À faire:
• 1. Selon l'interview sur l'information des jeunes, quels médias deviennent les grands absents de leur bouquet d'information ?
• 2. Poursuivez l'interview sur l'information des jeunes à partir de sa dernière phrase.

Passage extrait:
15/12/2019

Interview d'Arnaud Mercier

Professeur en Information et communication

Arnaud Mercier, interview, école numérique 37

Arnaud Mercier

Lauréat de l'IEP de Paris et docteur en science politique, il est professeur en Information et communication et directeur des études à l’Institut Français de Presse (université Paris2 Assas).
Premier président du site d'information The Conversation France, créateur d’une licence professionnelle en webjournalisme à Metz dès 2009, il est l'auteur de nombreuses publications académiques sur les évolutions numériques du journalisme, la communication politique, le traitement journalistique de l'actualité, et l'usage des réseaux socionumériques par les citoyens, les politiques et les journalistes.

Comment s’informent les jeunes d’aujourd’hui ?

Beaucoup de jeunes s’informent en combinant en priorité l’internet et la télévision. Les grandes radios généralistes et la presse écrite deviennent les grands absents de leur bouquet d’information. Sur internet, l’accès à l’information passe d’abord par les réseaux socionumériques, en mélangeant allègrement des messages provenant de médias ayant acquis une notoriété, avec des messages venant de nos pairs et/ou de sites pas toujours très fiables, sans qu’une hiérarchisation claire se dessine chez certains jeunes internautes. A la télévision, ce sont surtout les chaînes d’information continue qui captent l’attention. 

En quoi cette nouvelle façon de s’informer n’est pas neutre ?

Trois éléments principaux sont à mettre en exergue dans ce nouvel écosystème socionumérique de l’information.

  1. Les réseaux socionumériques représentent une désintermédiation journalistique. Les internautes considèrent qu’on peut arriver à se passer de la médiation obligée de journalistes pour accéder à l’information, car ils ont accès directement à des sites ou des blogs plus ou moins amateurs qui sont susceptibles de leur offrir l’information que les publics de ces sites veulent entendre, notamment parce que cela conforte leurs opinions acquises. Plein de biais cognitifs sont activés qui nous font traiter l’information reçue de façon mal appropriée, comme par exemple croire à une “information” reçue plus parce qu’on fait confiance à “l’ami” qui nous l’adresse que parce qu’on connaît et estime la source journalistique qui a produit le contenu.

Données:
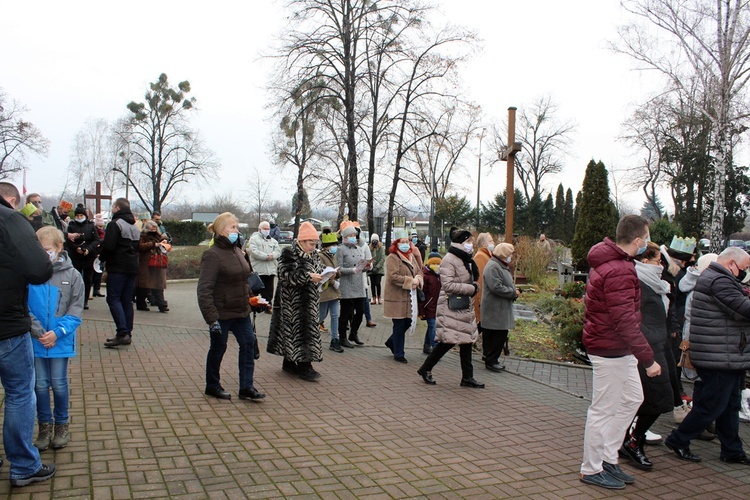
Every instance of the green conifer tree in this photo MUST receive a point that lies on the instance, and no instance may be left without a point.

Corrigé:
• 1. Les grandes radios généralistes et la presse écrite.

• 2.
  2. En conséquence les risques de confusion des sources s’accroissent. Un contenu d’un blog douteux peut-être mis sur le même plan dans l’esprit des jeunes internautes qu’un article issu d’un journal de qualité. On assiste à une déhiérarchisation de l’information, où tout semble se valoir, alors que des sites médias respectent des règles professionnelles et déontologiques de traitement de l’information avant de publier, gages de qualité, ce qui n’est pas la cas de toute une série de sites dont les contenus publiés sont au mieux approximatifs, au pire mensongers et manipulateurs.
  3. L’accès aux sites d’information à la suite d’un clic effectué sur un message reçu sur son fil Twitter ou Facebook, génère pas mal d’incertitudes dans l’esprit des internautes sur la valeur de cette source, avec une méconnaissance parfois sidérante de la ligne éditoriale du journal sur lequel ils arrivent par le hasard des recommandations reçues. En conséquence, émerge une délinéarisation de la consommation d’information sur les sites de médias, puisqu’on y accède par bribes, au hasard, sans connaissance préalable claire des options idéologiques et des orientations éditoriales du site. On ne perçoit pas la totalité de la ligne éditoriale du journal, ni même la totalité des sujets traités dans une même édition, ce qui génère des contresens, des incompréhensions, etc.  

Comment les enseignants peuvent accompagner les élèves à mieux s’informer ? 

Dans un univers d’information si bouleversé, où les contenus publiés sont pléthoriques (on parle même d’infobésité), où on est sollicité en permanence sur nos comptes de réseaux sociaux, se repérer est devenu très difficile.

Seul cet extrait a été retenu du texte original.